TRAVAIL À FAIRE:
A: Relevez dans l'extrait sur Robert Antelme tous les lieux de détention ou camps par lesquels il est passé après son arrestation.
B: D'après l'extrait sur Robert Antelme, pourquoi celui-ci n'a-t-il pas cessé de parler, jour et nuit, pendant le retour en voiture vers Paris ?
C: Poursuivez l'extrait sur Robert Antelme à partir de la dernière phrase.

EXTRAIT DU DOCUMENT:
○ ○ ○ ○ ○

Robert Antelme publie
L’Espèce humaine en 1947, deux ans après sa sortie du camp de Dachau. /
Marc Foucault/Gallimard.
La peau grise, 38 kg, malade du typhus. En
mai 1945, Robert Antelme est méconnaissable lorsque son ami Dionys Mascolo le
retrouve dans le camp de Dachau parmi les déportés, morts et survivants :
« Je n’ai reconnu Robert qu’à l’espace qui séparait ses deux incisives
supérieures » (1), expliquera-t-il. Commence un long retour à
Paris en voiture. « Il se sentait menacé de mort et il voulait peut-être
en dire le plus possible avant de mourir. Jour et nuit, il n’a pas cessé de
parler. C’étaient les prémices de L’Espèce humaine. » Cet unique
ouvrage de Robert Antelme est une œuvre clé dans la littérature
concentrationnaire, au même titre que Si c’est un homme de
Primo Levi, Les Jours de notre mortde David Rousset ou Le
Grand Voyage de Jorge Semprun.
Étudiant en lettres et en droit à Paris en
1936, Robert Antelme a rencontré Marguerite Duras qu’il épouse en 1939. En
1943, le couple entre dans le Mouvement de résistance des prisonniers de guerre
et déportés (MRPGD) dirigé par François Mitterrand. Le 1er juin 1944, Robert
Antelme est arrêté en même temps que d’autres membres du mouvement, dont sa
sœur Marie-Louise. Emmené à Fresnes, transféré à Compiègne, il est déporté à
Buchenwald où il est rapidement dirigé vers un camp de travail à Gandersheim.

○ ○ ○ ○ ○

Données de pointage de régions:

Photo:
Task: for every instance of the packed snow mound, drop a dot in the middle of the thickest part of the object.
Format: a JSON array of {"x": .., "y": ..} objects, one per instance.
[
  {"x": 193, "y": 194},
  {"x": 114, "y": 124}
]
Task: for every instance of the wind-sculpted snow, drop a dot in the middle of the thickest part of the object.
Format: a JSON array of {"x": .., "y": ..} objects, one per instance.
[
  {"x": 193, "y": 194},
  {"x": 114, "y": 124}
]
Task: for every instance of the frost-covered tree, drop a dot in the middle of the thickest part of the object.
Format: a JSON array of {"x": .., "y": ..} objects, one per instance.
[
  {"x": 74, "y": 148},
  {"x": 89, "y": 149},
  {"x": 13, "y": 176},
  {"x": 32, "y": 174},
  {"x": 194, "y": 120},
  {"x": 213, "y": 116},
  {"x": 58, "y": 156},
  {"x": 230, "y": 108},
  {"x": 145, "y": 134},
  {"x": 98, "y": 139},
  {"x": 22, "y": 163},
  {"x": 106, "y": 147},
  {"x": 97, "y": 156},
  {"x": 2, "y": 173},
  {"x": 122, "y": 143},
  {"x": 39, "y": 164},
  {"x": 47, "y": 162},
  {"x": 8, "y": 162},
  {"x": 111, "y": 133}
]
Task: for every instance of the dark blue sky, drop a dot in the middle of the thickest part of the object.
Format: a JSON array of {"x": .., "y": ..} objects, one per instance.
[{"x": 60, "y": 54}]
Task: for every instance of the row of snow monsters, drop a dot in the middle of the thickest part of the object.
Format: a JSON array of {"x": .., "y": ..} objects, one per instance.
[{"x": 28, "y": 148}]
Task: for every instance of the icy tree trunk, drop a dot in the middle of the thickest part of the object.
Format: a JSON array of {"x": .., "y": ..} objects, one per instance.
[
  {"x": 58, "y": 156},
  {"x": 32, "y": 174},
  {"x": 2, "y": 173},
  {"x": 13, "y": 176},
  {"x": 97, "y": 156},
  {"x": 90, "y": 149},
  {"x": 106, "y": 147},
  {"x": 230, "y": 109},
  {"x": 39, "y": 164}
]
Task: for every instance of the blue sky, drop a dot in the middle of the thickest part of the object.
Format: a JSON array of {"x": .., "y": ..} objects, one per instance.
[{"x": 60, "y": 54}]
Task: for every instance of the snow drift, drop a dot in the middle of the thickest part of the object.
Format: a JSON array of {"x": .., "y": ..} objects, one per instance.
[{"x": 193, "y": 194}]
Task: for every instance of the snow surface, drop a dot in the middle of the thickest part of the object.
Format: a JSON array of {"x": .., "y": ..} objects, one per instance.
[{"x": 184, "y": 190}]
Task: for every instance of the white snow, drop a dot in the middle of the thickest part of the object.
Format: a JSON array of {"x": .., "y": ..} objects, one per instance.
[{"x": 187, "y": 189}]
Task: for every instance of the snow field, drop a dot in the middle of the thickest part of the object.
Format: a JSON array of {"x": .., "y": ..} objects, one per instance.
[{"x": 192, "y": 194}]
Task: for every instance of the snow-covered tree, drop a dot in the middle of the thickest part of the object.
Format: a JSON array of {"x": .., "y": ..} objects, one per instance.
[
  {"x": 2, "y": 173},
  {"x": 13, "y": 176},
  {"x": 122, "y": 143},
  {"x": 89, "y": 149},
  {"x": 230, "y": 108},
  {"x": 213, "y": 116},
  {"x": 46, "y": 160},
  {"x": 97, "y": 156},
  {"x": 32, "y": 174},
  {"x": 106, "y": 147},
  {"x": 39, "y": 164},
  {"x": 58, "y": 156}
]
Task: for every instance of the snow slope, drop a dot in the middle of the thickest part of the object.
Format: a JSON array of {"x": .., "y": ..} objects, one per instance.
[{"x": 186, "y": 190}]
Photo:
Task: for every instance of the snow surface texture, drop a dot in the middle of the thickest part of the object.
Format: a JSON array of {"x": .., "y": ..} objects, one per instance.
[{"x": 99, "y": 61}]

○ ○ ○ ○ ○

CORRIGÉ:
A: Fresnes, Compiègne, Buchenwald, Gandersheim, Dachau

B: Selon Dionys Mascolo, Robert Antelme se sentait menacé de mort. Il voulait peut-être en dire le plus possible avant de mourir.

C:
Sous la coupe de kapos – détenus de droit commun –, épuisé,
sous-alimenté, battu, dévoré par les poux, il se partage entre le travail à
l’extérieur et en usine.
En avril 1945, lorsque se rapprochent
les Alliés, les nazis achèvent les plus faibles et entraînent les autres, dont
Robert Antelme, dans une marche forcée de dix jours. Les déportés passent
ensuite treize jours enfermés dans un wagon de marchandise qui les conduit à
Dachau où ils arrivent le 27 avril. Deux jours plus tard, les Américains
entrent dans le camp et découvrent l’indicible : cadavres dans les caniveaux et
partout dans les baraquements des hommes squelettiques, dont beaucoup continueront
à mourir dans les jours et les semaines qui suivent. En raison du typhus, les
déportés sont maintenus en quarantaine dans le camp. Membre du gouvernement
provisoire, François Mitterrand est chargé par le général de Gaulle de
participer au nom de la France à l’ouverture de quelques camps. À Dachau, une
voix l’appelle. C’est Robert Antelme. Comme on lui refuse de le ramener en
France, il rentre à Paris, établit des faux papiers qui permettront à Dionys Mascolo
d’organiser son retour.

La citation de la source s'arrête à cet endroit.